**Problem to work on**
Which lines in the records below contain the word "person"? Show each of those lines in full.

====== Task input ======

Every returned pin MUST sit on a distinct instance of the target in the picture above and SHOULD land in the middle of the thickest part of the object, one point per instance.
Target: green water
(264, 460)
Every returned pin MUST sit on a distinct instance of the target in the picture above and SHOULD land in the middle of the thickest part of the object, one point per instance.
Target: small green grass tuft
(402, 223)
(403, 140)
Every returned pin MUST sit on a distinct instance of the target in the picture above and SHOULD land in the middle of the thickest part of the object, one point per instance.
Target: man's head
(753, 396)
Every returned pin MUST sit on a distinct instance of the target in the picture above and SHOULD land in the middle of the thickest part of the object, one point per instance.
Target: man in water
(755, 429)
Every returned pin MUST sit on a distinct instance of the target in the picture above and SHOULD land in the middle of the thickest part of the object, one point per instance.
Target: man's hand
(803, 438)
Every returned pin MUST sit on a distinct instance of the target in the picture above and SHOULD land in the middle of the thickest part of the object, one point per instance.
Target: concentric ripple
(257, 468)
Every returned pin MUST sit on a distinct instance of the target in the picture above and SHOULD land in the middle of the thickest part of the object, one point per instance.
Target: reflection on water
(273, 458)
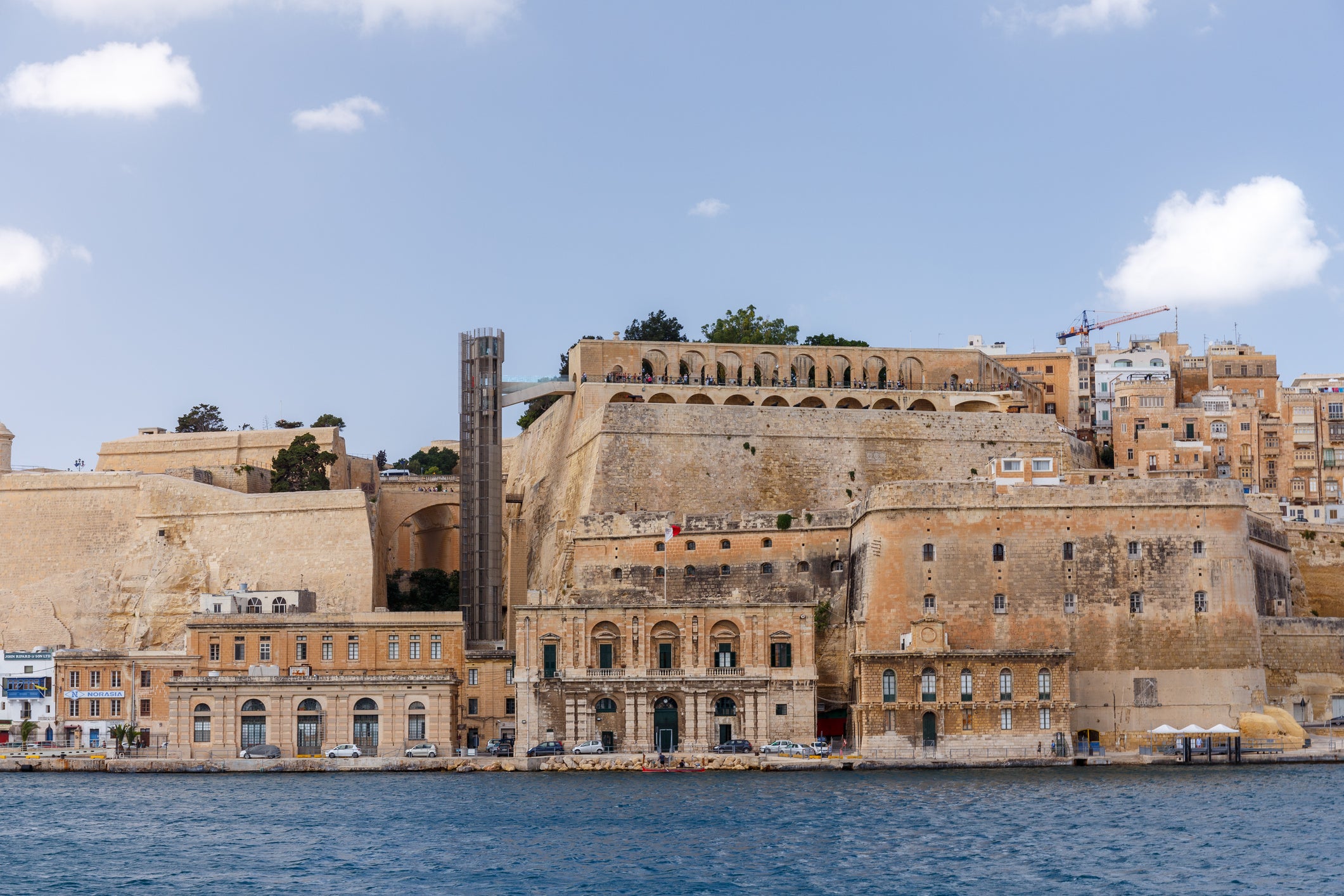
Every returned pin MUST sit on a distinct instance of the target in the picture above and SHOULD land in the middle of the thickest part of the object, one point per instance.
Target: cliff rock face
(116, 561)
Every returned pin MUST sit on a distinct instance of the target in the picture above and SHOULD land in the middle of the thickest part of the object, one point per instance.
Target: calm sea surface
(1116, 831)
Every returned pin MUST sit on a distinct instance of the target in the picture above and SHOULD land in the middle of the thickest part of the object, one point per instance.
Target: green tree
(203, 418)
(428, 590)
(745, 326)
(302, 466)
(831, 339)
(656, 328)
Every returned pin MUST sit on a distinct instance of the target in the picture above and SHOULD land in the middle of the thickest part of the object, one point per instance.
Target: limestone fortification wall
(85, 565)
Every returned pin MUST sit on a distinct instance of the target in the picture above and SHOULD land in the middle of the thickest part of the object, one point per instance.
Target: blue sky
(905, 174)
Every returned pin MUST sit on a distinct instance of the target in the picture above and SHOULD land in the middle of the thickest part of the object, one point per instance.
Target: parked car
(261, 752)
(547, 748)
(423, 750)
(346, 752)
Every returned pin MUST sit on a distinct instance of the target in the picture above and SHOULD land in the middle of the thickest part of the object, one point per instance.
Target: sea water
(1028, 831)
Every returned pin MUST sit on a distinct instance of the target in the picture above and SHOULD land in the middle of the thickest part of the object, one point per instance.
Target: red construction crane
(1082, 327)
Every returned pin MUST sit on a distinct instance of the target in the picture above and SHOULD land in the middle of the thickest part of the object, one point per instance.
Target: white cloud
(115, 80)
(345, 116)
(23, 260)
(475, 18)
(1224, 250)
(708, 208)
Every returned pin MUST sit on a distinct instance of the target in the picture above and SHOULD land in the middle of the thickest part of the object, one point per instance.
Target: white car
(349, 752)
(423, 750)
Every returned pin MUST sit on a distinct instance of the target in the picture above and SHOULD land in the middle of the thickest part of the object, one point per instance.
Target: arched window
(928, 686)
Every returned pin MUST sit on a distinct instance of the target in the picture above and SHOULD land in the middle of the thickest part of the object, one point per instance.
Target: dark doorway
(665, 735)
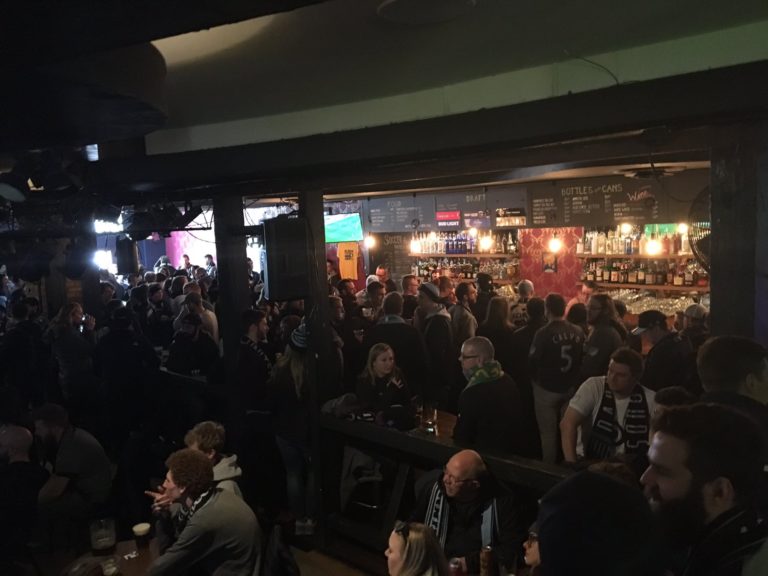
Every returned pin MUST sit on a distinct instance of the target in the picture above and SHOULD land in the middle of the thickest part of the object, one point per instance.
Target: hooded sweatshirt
(226, 473)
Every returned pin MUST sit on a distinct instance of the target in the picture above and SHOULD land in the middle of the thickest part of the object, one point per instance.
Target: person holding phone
(381, 385)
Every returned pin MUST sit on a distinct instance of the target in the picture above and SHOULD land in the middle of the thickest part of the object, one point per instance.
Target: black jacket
(438, 339)
(492, 416)
(727, 543)
(668, 362)
(464, 538)
(406, 343)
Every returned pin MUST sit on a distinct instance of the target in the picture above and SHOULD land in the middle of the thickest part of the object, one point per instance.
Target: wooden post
(317, 318)
(231, 272)
(739, 243)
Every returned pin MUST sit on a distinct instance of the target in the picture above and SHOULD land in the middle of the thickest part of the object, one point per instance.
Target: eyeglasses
(452, 479)
(402, 528)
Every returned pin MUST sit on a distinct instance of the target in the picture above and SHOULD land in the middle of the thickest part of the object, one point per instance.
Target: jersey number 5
(565, 354)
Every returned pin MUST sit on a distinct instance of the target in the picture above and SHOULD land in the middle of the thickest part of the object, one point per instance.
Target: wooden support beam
(231, 271)
(739, 241)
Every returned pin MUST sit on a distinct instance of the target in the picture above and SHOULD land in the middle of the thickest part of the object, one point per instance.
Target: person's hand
(161, 500)
(89, 323)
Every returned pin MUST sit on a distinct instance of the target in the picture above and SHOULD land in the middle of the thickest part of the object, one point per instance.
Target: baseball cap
(649, 319)
(430, 290)
(696, 312)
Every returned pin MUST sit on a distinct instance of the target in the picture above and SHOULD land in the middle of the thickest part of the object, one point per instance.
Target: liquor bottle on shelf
(614, 272)
(688, 275)
(601, 241)
(632, 275)
(670, 274)
(679, 279)
(642, 244)
(641, 274)
(666, 245)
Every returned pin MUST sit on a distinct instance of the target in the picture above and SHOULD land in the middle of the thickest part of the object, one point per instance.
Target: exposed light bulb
(486, 243)
(653, 247)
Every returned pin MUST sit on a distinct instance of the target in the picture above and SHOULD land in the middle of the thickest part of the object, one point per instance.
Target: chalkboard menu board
(613, 200)
(509, 205)
(392, 250)
(399, 213)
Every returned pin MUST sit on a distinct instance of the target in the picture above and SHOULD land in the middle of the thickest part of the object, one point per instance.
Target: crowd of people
(665, 427)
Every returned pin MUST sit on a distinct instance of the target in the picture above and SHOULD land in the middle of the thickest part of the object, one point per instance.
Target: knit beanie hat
(298, 339)
(592, 524)
(430, 290)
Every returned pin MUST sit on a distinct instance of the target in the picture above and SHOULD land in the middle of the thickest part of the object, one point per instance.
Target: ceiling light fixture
(14, 187)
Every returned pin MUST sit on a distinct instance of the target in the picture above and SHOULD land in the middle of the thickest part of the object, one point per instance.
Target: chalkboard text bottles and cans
(488, 566)
(454, 567)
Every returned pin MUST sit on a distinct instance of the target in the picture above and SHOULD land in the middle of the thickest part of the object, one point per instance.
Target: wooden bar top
(439, 447)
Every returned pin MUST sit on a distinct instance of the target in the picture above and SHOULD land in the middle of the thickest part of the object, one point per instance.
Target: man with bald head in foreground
(468, 510)
(20, 482)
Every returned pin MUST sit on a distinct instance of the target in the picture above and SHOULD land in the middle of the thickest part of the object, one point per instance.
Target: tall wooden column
(739, 186)
(317, 318)
(231, 271)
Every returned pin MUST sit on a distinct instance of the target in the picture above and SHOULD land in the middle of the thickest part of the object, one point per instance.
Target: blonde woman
(414, 551)
(381, 385)
(289, 404)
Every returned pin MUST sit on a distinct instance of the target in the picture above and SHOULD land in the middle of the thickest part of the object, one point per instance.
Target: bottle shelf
(478, 256)
(635, 257)
(656, 287)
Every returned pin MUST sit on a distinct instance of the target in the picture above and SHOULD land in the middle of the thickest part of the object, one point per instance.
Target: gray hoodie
(226, 473)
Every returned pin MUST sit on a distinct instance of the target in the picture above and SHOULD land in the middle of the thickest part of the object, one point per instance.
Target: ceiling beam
(34, 32)
(661, 116)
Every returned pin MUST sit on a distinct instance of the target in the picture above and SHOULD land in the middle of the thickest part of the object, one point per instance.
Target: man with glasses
(468, 510)
(492, 415)
(618, 408)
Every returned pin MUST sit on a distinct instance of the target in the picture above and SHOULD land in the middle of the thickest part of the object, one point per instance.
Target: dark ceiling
(83, 72)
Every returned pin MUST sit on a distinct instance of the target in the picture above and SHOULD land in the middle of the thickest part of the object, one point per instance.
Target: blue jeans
(550, 407)
(299, 477)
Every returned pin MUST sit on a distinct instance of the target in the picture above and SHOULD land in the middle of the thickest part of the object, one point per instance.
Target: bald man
(20, 482)
(492, 414)
(468, 510)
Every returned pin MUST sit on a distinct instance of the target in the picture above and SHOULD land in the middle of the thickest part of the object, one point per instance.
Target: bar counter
(408, 453)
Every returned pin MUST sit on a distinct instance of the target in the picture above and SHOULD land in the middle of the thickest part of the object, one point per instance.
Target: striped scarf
(438, 512)
(607, 433)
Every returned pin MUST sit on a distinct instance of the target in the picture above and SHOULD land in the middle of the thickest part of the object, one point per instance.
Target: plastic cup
(141, 534)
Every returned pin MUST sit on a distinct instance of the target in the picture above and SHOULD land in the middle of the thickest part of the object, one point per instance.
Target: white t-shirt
(587, 401)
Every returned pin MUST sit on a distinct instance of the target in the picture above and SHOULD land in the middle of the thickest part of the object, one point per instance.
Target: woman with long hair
(381, 384)
(414, 551)
(606, 334)
(70, 335)
(290, 407)
(499, 330)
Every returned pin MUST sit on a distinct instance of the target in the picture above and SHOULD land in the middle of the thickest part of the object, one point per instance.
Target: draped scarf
(438, 512)
(487, 372)
(607, 433)
(186, 512)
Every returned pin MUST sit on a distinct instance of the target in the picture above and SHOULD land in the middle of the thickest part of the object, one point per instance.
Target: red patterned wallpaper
(534, 243)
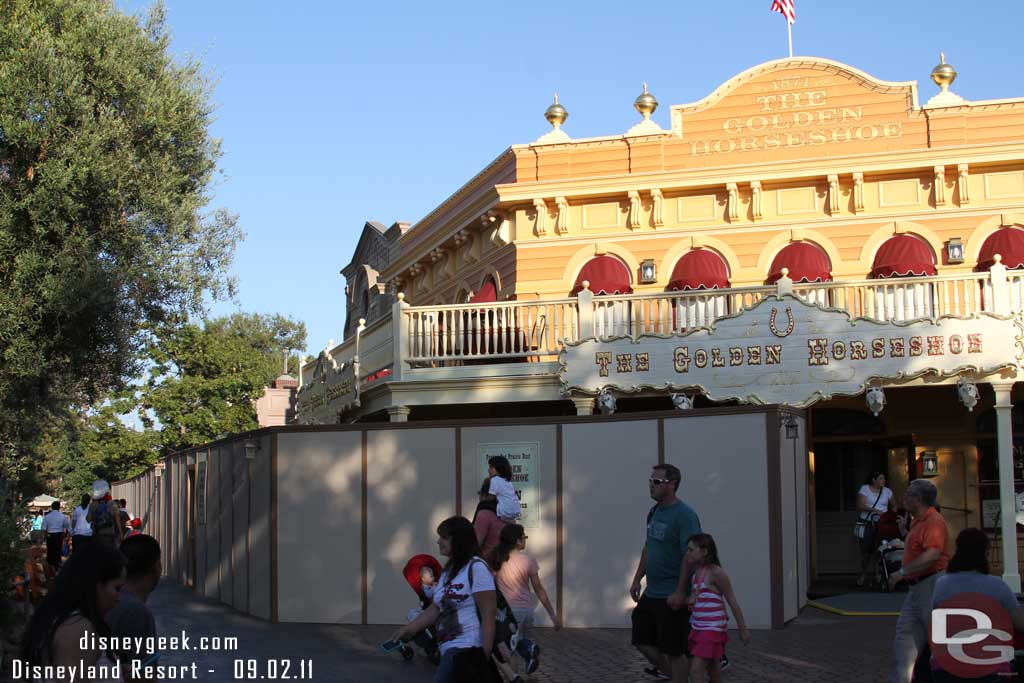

======

**Solution to this exercise**
Target: person holding phone
Target: person's hand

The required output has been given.